■ Aim of the exercise:
Select and copy every line of the data below that contains the string "mascot". Matching is case-sensitive.

■ Record excerpts:
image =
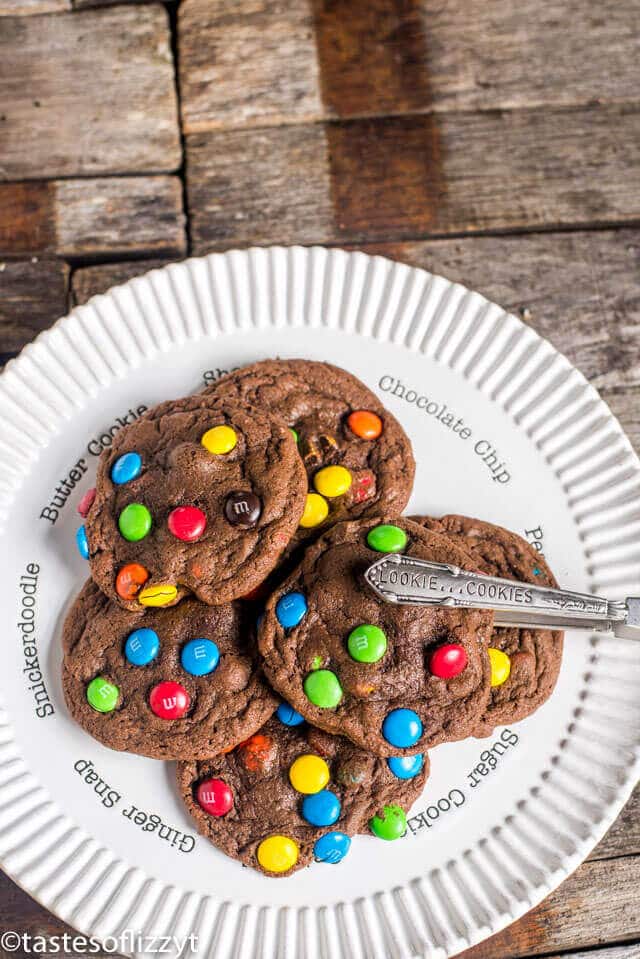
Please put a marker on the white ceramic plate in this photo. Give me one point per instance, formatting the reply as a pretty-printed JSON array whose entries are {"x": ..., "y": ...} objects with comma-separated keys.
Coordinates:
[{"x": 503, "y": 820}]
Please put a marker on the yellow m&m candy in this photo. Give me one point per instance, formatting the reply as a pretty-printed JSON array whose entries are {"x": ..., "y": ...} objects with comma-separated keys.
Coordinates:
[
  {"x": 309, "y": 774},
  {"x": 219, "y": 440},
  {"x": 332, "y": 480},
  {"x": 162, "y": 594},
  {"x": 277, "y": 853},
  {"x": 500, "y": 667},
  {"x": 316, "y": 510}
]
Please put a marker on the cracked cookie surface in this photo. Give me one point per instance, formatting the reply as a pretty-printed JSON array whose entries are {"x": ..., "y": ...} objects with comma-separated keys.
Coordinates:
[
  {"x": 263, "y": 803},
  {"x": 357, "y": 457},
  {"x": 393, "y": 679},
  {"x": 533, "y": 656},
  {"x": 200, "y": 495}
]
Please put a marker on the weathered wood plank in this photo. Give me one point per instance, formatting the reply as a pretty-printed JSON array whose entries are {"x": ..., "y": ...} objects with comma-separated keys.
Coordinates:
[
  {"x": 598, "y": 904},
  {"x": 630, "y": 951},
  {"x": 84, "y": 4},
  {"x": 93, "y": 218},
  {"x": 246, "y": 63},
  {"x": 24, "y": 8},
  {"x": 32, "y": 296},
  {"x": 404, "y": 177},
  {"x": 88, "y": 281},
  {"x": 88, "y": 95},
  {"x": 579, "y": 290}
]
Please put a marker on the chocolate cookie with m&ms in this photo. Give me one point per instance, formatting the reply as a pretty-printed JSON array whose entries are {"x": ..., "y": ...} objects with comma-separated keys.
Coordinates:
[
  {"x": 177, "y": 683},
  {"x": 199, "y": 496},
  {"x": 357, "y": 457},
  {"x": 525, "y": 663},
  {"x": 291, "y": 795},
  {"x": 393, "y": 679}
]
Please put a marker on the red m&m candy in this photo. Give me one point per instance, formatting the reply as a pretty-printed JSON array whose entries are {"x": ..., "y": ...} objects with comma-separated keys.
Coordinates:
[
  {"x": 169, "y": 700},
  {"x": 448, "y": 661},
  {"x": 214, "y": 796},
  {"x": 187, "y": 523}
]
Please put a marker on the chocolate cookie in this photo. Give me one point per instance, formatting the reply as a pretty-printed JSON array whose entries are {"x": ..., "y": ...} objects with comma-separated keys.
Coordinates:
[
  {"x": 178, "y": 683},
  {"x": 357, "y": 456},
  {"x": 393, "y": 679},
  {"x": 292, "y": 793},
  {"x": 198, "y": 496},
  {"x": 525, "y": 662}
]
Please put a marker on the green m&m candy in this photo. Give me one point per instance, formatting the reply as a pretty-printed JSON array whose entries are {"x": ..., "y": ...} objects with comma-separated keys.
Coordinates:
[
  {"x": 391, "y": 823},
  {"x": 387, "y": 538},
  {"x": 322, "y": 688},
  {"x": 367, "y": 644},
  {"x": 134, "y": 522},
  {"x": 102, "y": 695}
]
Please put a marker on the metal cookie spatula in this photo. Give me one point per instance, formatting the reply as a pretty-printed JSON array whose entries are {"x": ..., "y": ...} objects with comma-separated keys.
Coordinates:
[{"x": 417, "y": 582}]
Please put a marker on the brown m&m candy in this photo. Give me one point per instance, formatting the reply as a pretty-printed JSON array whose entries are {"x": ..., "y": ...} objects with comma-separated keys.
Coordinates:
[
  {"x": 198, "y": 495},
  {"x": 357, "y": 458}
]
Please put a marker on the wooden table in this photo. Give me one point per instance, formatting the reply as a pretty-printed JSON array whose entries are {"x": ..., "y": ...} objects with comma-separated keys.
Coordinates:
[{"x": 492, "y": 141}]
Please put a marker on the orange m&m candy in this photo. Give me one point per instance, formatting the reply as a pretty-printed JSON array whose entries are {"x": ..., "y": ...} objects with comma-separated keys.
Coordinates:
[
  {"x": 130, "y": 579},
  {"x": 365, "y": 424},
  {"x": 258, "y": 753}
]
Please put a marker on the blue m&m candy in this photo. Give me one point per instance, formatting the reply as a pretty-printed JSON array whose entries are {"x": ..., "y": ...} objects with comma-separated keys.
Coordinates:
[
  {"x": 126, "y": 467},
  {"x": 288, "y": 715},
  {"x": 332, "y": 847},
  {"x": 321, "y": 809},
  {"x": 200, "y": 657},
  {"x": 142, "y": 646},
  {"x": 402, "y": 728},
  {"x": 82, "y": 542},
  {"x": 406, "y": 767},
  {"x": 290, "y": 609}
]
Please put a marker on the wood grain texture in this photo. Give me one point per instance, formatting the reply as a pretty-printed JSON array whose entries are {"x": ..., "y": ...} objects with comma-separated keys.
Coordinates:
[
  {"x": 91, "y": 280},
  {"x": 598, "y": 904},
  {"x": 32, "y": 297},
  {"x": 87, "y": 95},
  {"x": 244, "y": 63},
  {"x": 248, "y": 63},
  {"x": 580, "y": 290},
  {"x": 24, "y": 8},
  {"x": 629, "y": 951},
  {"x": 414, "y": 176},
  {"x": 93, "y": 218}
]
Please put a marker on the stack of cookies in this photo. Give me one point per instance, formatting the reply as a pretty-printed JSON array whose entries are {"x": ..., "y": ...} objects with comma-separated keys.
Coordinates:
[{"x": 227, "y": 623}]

--

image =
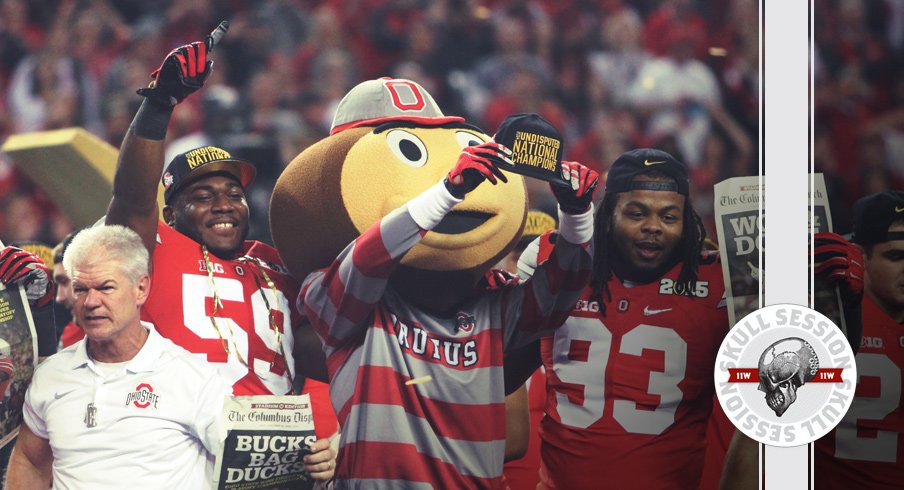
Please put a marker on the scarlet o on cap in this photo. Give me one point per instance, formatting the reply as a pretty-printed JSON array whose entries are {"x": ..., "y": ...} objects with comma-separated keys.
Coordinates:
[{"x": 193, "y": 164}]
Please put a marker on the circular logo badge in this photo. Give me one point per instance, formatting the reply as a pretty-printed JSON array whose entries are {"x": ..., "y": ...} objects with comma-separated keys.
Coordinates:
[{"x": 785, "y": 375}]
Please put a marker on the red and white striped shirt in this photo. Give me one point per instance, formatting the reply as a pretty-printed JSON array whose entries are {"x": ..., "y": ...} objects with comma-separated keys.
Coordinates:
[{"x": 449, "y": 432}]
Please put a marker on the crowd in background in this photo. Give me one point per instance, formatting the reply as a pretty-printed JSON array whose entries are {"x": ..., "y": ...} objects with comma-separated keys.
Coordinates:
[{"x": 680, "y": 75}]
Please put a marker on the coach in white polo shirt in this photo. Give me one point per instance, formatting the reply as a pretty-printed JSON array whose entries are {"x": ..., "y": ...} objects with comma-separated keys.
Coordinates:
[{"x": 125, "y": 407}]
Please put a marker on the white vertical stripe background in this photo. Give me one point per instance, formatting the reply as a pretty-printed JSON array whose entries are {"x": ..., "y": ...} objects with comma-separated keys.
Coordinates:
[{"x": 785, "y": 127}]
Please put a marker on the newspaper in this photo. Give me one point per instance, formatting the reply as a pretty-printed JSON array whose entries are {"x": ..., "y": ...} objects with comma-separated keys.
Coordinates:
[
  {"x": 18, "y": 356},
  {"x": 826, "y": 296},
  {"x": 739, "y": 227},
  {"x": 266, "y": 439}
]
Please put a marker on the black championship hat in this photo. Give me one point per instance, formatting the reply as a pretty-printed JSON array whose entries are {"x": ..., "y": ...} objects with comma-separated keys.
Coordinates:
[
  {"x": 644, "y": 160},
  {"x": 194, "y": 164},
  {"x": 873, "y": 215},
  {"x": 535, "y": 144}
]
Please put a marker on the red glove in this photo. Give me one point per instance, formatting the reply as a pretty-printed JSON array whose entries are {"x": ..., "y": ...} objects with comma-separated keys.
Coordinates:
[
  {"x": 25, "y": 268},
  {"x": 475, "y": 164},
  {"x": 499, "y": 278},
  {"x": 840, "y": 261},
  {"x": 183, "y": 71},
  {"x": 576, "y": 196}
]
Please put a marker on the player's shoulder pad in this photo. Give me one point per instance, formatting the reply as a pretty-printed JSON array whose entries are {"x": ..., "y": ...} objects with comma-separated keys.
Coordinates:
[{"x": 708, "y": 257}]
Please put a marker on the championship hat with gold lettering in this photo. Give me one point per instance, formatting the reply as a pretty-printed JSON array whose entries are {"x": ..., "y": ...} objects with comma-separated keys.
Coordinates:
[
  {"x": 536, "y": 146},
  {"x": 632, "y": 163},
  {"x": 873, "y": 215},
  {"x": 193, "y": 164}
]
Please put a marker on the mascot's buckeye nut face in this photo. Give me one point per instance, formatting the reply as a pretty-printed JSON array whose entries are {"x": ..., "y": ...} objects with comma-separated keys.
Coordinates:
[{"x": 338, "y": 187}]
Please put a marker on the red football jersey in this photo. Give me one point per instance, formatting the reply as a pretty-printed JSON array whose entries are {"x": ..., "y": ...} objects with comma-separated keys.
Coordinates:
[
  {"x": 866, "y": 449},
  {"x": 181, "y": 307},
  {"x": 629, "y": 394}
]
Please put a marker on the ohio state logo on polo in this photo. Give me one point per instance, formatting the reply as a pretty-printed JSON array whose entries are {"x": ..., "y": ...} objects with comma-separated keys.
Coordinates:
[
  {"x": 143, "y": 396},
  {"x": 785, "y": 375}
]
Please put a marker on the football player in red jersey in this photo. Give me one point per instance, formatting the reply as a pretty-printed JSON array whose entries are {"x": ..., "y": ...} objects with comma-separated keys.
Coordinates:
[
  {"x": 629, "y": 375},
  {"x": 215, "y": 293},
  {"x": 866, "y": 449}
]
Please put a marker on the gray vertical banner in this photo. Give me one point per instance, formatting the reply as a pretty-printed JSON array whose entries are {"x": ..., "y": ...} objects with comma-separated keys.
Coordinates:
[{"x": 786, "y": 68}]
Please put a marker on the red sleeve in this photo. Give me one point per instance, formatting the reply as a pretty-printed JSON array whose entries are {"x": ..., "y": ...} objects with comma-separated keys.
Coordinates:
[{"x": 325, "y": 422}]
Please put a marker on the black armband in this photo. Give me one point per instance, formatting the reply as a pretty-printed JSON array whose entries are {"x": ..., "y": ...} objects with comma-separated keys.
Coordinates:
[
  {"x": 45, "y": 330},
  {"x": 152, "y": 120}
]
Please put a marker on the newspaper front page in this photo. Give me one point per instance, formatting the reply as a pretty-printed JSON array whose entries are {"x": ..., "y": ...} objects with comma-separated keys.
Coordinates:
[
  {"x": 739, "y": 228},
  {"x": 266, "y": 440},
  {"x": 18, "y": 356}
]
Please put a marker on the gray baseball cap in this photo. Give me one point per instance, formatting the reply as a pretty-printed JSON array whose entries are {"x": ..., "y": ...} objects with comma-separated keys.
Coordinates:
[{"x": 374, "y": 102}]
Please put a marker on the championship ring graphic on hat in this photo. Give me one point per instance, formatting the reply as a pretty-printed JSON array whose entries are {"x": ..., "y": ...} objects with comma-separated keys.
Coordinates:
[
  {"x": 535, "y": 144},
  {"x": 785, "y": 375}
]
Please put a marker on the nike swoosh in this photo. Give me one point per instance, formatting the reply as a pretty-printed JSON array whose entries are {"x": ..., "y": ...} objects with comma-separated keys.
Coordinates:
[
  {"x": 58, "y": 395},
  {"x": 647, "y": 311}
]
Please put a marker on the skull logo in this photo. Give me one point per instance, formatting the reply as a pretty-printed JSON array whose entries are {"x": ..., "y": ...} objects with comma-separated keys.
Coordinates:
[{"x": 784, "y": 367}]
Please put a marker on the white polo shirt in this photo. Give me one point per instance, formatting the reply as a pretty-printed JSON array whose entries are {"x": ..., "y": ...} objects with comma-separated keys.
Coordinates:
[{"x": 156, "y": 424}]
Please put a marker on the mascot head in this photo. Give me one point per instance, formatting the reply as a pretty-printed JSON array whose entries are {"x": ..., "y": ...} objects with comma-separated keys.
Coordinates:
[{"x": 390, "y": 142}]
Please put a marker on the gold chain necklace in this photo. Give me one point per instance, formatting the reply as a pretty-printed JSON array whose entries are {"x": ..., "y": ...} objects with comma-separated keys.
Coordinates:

■ Answer in full:
Please put a marker on the mascot's buckeye nut face in this photo. Give me one point per instance, formatting the reply as a pretty-printed JSON array whose entries are {"x": ..., "y": ...} objects with comma-separated keys.
Please put a marker on the mascot head in this photo. Give me one point per instance, formatting the reply as a pretty-printed JSON array whose entries are {"x": ..., "y": ...} objects with comma-separated keys.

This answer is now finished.